** start RECORDS PROVIDED **
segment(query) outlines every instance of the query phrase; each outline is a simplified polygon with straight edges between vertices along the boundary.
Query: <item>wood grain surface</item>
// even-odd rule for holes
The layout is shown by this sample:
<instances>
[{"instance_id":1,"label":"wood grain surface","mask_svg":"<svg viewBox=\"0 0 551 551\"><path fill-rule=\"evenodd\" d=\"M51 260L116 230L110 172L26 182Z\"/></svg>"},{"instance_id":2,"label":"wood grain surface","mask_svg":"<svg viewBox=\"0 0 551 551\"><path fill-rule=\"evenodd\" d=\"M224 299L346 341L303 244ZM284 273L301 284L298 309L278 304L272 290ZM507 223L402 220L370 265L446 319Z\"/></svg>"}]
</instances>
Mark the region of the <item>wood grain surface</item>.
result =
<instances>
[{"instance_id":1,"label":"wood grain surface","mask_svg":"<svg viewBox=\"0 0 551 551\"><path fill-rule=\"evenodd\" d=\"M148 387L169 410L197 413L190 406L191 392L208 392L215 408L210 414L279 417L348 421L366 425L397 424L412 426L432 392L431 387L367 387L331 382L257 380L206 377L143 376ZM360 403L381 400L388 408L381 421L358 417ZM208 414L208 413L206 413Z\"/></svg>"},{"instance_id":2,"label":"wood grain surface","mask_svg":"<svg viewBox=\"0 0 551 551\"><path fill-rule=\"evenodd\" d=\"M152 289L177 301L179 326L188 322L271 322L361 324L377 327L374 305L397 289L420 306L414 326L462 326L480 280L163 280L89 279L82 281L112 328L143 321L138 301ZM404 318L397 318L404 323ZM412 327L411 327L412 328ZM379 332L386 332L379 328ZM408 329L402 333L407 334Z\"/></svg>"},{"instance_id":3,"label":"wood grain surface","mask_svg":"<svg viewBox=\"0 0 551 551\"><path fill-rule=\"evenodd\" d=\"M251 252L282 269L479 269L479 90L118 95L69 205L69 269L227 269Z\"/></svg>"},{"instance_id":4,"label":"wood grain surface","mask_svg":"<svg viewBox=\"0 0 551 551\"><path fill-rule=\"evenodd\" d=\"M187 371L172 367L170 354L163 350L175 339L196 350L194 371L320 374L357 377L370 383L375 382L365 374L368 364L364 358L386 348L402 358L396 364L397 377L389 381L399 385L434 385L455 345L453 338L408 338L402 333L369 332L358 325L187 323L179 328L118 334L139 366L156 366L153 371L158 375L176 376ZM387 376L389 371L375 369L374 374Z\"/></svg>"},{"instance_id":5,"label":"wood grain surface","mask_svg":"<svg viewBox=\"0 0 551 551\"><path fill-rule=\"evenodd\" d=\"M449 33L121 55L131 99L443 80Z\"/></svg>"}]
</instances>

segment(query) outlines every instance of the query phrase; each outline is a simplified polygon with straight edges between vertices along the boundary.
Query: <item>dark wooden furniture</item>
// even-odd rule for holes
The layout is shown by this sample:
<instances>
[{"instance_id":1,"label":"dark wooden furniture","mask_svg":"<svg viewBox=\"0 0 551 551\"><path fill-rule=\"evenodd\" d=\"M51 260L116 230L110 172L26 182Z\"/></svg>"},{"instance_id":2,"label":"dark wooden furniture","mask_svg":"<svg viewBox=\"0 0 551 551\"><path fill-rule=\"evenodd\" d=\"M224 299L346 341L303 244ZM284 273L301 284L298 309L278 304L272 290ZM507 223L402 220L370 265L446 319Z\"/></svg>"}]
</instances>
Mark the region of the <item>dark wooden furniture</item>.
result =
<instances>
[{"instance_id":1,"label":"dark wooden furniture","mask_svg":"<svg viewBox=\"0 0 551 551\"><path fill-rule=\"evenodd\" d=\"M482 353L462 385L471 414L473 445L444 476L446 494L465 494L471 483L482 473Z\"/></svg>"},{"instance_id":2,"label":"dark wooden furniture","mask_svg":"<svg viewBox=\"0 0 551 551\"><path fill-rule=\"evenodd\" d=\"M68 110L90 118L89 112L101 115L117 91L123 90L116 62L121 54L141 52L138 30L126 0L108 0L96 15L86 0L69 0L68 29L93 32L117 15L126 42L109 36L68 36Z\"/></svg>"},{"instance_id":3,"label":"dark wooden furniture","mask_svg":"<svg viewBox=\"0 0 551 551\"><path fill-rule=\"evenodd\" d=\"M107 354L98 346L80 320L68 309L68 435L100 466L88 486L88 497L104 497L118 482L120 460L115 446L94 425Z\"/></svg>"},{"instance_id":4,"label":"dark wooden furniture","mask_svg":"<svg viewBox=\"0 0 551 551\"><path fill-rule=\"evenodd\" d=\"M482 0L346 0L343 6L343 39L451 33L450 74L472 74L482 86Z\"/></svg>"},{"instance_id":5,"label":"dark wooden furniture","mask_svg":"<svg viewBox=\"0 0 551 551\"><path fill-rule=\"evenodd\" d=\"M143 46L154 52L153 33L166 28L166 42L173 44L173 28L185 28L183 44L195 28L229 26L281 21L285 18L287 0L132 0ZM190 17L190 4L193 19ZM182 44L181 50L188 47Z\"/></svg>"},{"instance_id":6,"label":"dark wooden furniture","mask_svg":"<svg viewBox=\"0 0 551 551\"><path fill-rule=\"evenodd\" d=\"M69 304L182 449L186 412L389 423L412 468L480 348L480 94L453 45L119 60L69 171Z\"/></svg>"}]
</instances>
** end RECORDS PROVIDED **
> **AIM**
Your task is to reproduce all of the records exactly.

> **SOLUTION TO THIS EXERCISE**
segment(query) outlines every instance of the query phrase; each outline is a simplified polygon with straight edges between vertices along the boundary.
Query: <item>wood grain surface</item>
// even-odd rule for holes
The layout is shown by this sample:
<instances>
[{"instance_id":1,"label":"wood grain surface","mask_svg":"<svg viewBox=\"0 0 551 551\"><path fill-rule=\"evenodd\" d=\"M51 260L116 230L110 172L26 182Z\"/></svg>"},{"instance_id":2,"label":"wood grain surface","mask_svg":"<svg viewBox=\"0 0 551 551\"><path fill-rule=\"evenodd\" d=\"M224 299L346 341L303 244ZM284 273L301 284L298 309L278 304L272 290ZM507 223L402 220L370 265L446 319Z\"/></svg>"}]
</instances>
Mark the region of the <item>wood grain surface</item>.
result =
<instances>
[{"instance_id":1,"label":"wood grain surface","mask_svg":"<svg viewBox=\"0 0 551 551\"><path fill-rule=\"evenodd\" d=\"M148 387L169 410L197 413L190 406L191 392L208 392L215 408L210 414L279 417L348 421L366 425L397 424L412 426L432 392L431 387L367 387L331 382L257 380L206 377L143 376ZM360 403L381 400L388 408L381 421L358 417ZM208 414L208 413L206 413Z\"/></svg>"},{"instance_id":2,"label":"wood grain surface","mask_svg":"<svg viewBox=\"0 0 551 551\"><path fill-rule=\"evenodd\" d=\"M152 289L177 301L179 326L188 322L271 322L361 324L377 327L374 305L397 289L420 306L414 326L462 326L480 280L163 280L89 279L82 281L112 328L143 321L138 301ZM404 318L397 318L404 323ZM412 327L411 327L412 328ZM379 332L386 332L379 328ZM408 329L402 333L407 334Z\"/></svg>"},{"instance_id":3,"label":"wood grain surface","mask_svg":"<svg viewBox=\"0 0 551 551\"><path fill-rule=\"evenodd\" d=\"M251 252L282 269L479 269L479 90L118 95L69 205L69 269L227 269Z\"/></svg>"},{"instance_id":4,"label":"wood grain surface","mask_svg":"<svg viewBox=\"0 0 551 551\"><path fill-rule=\"evenodd\" d=\"M187 371L172 367L170 354L163 350L175 339L196 350L194 371L320 374L357 377L370 383L375 382L365 374L368 364L364 358L386 348L402 358L396 364L397 377L389 381L399 385L434 385L455 345L453 338L408 338L402 333L369 332L358 325L187 323L179 328L118 334L139 366L156 366L153 371L158 375L176 376ZM387 376L389 371L375 369L374 374Z\"/></svg>"},{"instance_id":5,"label":"wood grain surface","mask_svg":"<svg viewBox=\"0 0 551 551\"><path fill-rule=\"evenodd\" d=\"M449 33L121 55L131 99L443 80Z\"/></svg>"}]
</instances>

segment(query) outlines every instance of the query phrase; each outline is a simplified polygon with straight edges between vertices along the boundary.
Query: <item>dark wooden furniture</item>
// even-odd rule for holes
The layout is shown by this sample:
<instances>
[{"instance_id":1,"label":"dark wooden furniture","mask_svg":"<svg viewBox=\"0 0 551 551\"><path fill-rule=\"evenodd\" d=\"M51 260L116 230L110 172L26 182Z\"/></svg>"},{"instance_id":2,"label":"dark wooden furniture","mask_svg":"<svg viewBox=\"0 0 551 551\"><path fill-rule=\"evenodd\" d=\"M224 299L346 341L303 244ZM284 273L301 284L298 309L278 304L272 290ZM507 223L402 220L370 265L446 319Z\"/></svg>"}]
</instances>
Mark the region of the <item>dark wooden furniture</item>.
result =
<instances>
[{"instance_id":1,"label":"dark wooden furniture","mask_svg":"<svg viewBox=\"0 0 551 551\"><path fill-rule=\"evenodd\" d=\"M482 353L462 385L471 414L473 445L444 476L446 494L465 494L471 483L482 473Z\"/></svg>"},{"instance_id":2,"label":"dark wooden furniture","mask_svg":"<svg viewBox=\"0 0 551 551\"><path fill-rule=\"evenodd\" d=\"M68 110L90 118L89 112L101 115L117 91L123 90L116 62L121 54L141 52L138 30L126 0L108 0L96 15L86 0L69 0L68 29L93 32L117 15L126 42L109 36L68 36Z\"/></svg>"},{"instance_id":3,"label":"dark wooden furniture","mask_svg":"<svg viewBox=\"0 0 551 551\"><path fill-rule=\"evenodd\" d=\"M107 354L98 346L80 320L68 309L68 435L100 466L88 486L88 497L104 497L118 482L120 460L115 446L94 425Z\"/></svg>"},{"instance_id":4,"label":"dark wooden furniture","mask_svg":"<svg viewBox=\"0 0 551 551\"><path fill-rule=\"evenodd\" d=\"M482 0L346 0L343 6L343 39L451 33L450 74L472 74L482 86Z\"/></svg>"},{"instance_id":5,"label":"dark wooden furniture","mask_svg":"<svg viewBox=\"0 0 551 551\"><path fill-rule=\"evenodd\" d=\"M143 46L154 52L153 33L166 28L166 42L173 44L173 28L185 28L183 44L195 28L229 26L281 21L285 18L287 0L132 0ZM190 17L190 4L193 19ZM182 44L181 50L188 47Z\"/></svg>"},{"instance_id":6,"label":"dark wooden furniture","mask_svg":"<svg viewBox=\"0 0 551 551\"><path fill-rule=\"evenodd\" d=\"M69 304L182 449L186 412L389 423L412 468L480 348L480 94L453 45L119 60L69 171Z\"/></svg>"}]
</instances>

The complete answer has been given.